ここでは、比較的最近出版された本についての短い感想を載せています。
(例外のやや古い本には☆印をつけました)。
時々、追加してゆく予定です。


index・更新順(2011.3.19~2011.6.25)

西本紫乃「モノ言う中国人」瀬戸内寂聴「奇縁まんだら 続の二」上杉隆「ウィキリークス以後の日本」
穂田川洋山「自由高さH」梁石日「Y氏の妄想録」西村賢太「一私小説家の弁」
大森兄弟「まことの人々」斉藤英喜・武田比呂男・猪股ときわ編「躍動する日本神話」楊逸「陽だまり幻想曲」
村上春樹「ねむり」多和田葉子「雪の練習生」山竹伸二「「認められたい」の正体 承認不安の時代」
高橋昌一郎「理性の限界」金子哲雄「「激安」のからくり」ヤマザキマリ「テルマエ・ロマエ 1」
日高義樹「アメリカにはもう頼れない」後藤正治「清冽 茨木のり子の肖像」北山修「最後の授業 心をみる人たちへ」
菅原正子「占いと中世人」佐野山寛太「追悼「広告」の時代」高田里恵子「失われたものを数えて」
さそうあきら「マエストロ 1」司馬遷 大木康訳「現代語訳 史記」村上龍×孫正義「カンブリア宮殿[特別版]」
武田尚子「チョコレートの世界史」村上春樹「夢を見るために毎朝僕は目覚めるのです」野田秀樹「南へ」
木谷有希子「ぬるい毒」斉藤美奈子『月夜にランタン』外山滋比古『失敗の効用』




西本紫乃「モノ言う中国人」(2011年2月22日発行・集英社新書 760)は現代中国のメディア事情についての解説書。1972年生まれの著者は外務省専門調査員(在中国日本大使館)や中国系企業勤務などの職歴をもち、中国在住歴が十年に及ぶと略歴欄にある。そういう経歴の人ならではという感じでここ数十年の間に中国のメディアで話題になった事件や社会問題などがその背景ともども分かりやすくに解説されている。インターネットの普及によって中国が大きく変わろうとしている。その「話語権」(モノ申す権利)の担い手がこれまでのように社会運動家や知識人、学生、大都市住民といった層から、むしろ地方在住の「愛国主義教育をどっぷり受けて育った」若い一般大衆層に変わりつつあるという指摘が興味深い。



瀬戸内寂聴「奇縁まんだら 続の二」(2010年11月21日発行・日本経済新聞社 1905)はエッセイ集。初出は「日本経済新聞」日曜版に2009年10月4日から2010年8月29日にかけて連載されたもの。2007年から160回(2010年10月現在)も続いているというシリーズで、順次単行本化もされていてこの本は第三巻にあたる。毎回、著者が生前「一言でも言葉を交わしたことのある」各界の今では故人となった著名人についての思い出を書くという趣向の連載エッセイで、とりあげられているのは政治家、財界人、芸能人、小説家、建築家、画家など、まさに多士済々。袖ふれあうだけだった縁のような人でも、印象的なエピソードとともにさらりと一筆書きのようにまとめてあり、ついつい次を読んでしまう。小林秀雄と講演旅行で同道したときのエピソードなど臨場感あふれていて楽しんだ。

__練習問題__:
(1) 本文抜粋によると、「モノ言う中国人」で中国のメディアの事件や社会問題が分かりやすく解説されているのはなぜですか。本文が示す根拠にもとづいて、一〜三文で説明してください。
(2) 本文抜粋の「瀬戸内寂聴「奇縁まんだら 続の二」」で始まる段落を、主な事実を残したまま箇条書きにまとめてください。
(3) 本文抜粋の「ここでは、比較的最近出版された本についての短い感想を載せています。」から「い」の正体 承認不安の時代」」までを、一字も変えずに書き写して返してください。

__データ抜粋__:

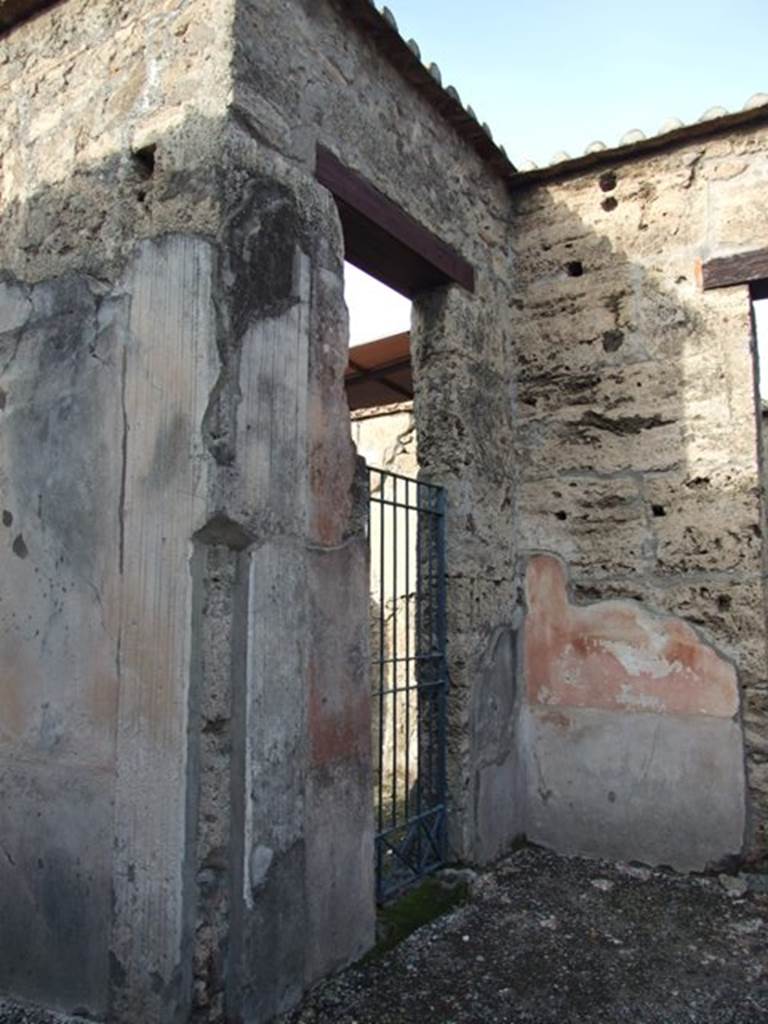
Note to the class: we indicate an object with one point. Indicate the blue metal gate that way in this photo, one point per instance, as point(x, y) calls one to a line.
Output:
point(410, 677)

__解答__:
(1) 著者は外務省専門調査員(在中国日本大使館)や中国系企業勤務などの職歴をもち、中国在住歴が十年に及ぶからです。本文は、そうした経歴の人ならではという感じで、ここ数十年の間に中国のメディアで話題になった事件や社会問題が、その背景ともども分かりやすく解説されていると述べています。

(2)
・瀬戸内寂聴「奇縁まんだら 続の二」は、2010年11月21日に日本経済新聞社から発行されたエッセイ集である。
・初出は「日本経済新聞」日曜版での連載で、期間は2009年10月4日から2010年8月29日までである。
・シリーズは2007年から160回(2010年10月現在)続いており、順次単行本化されている。この本はその第三巻にあたる。
・毎回、著者が生前「一言でも言葉を交わしたことのある」故人の著名人について、思い出を書いている。
・とりあげられているのは、政治家、財界人、芸能人、小説家、建築家、画家など多士済々である。
・縁の浅い人についても、印象的なエピソードとともに一筆書きのようにまとめてある。
・評者は、小林秀雄と講演旅行で同道したときのエピソードを臨場感あふれるものとして楽しんだ。

(3)
ここでは、比較的最近出版された本についての短い感想を載せています。
(例外のやや古い本には☆印をつけました)。
時々、追加してゆく予定です。


index・更新順(2011.3.19~2011.6.25)

西本紫乃「モノ言う中国人」瀬戸内寂聴「奇縁まんだら 続の二」上杉隆「ウィキリークス以後の日本」
穂田川洋山「自由高さH」梁石日「Y氏の妄想録」西村賢太「一私小説家の弁」
大森兄弟「まことの人々」斉藤英喜・武田比呂男・猪股ときわ編「躍動する日本神話」楊逸「陽だまり幻想曲」
村上春樹「ねむり」多和田葉子「雪の練習生」山竹伸二「「認められたい」の正体 承認不安の時代」